> **TO BE DONE**: Give the lines of all the rows below as a numbered list, skipping any blank lines and leaving the pictures out.

+--

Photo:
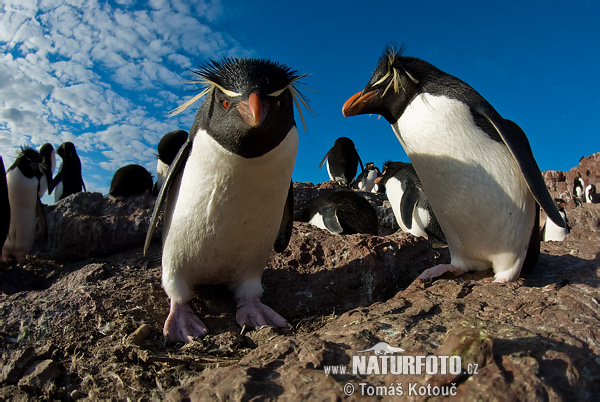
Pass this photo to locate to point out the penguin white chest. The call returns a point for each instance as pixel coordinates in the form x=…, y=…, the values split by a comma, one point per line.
x=22, y=196
x=473, y=183
x=224, y=212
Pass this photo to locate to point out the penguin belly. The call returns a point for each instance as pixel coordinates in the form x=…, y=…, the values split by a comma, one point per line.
x=221, y=223
x=474, y=186
x=22, y=196
x=419, y=221
x=553, y=232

+--

> **TASK RESPONSE**:
1. Photo:
2. Pass this photo to locate to point out the penguin white chest. The call returns a point for each instance as pixel coordinates in the form x=…, y=…, the values split by a comma, one point per line.
3. x=22, y=196
4. x=473, y=183
5. x=224, y=212
6. Pass this photo to locate to point out the penguin belly. The call returns a point for each instance as pixel coordinates in the form x=…, y=…, the values split by a comma, one point per line.
7. x=221, y=223
8. x=474, y=186
9. x=22, y=196
10. x=419, y=221
11. x=553, y=232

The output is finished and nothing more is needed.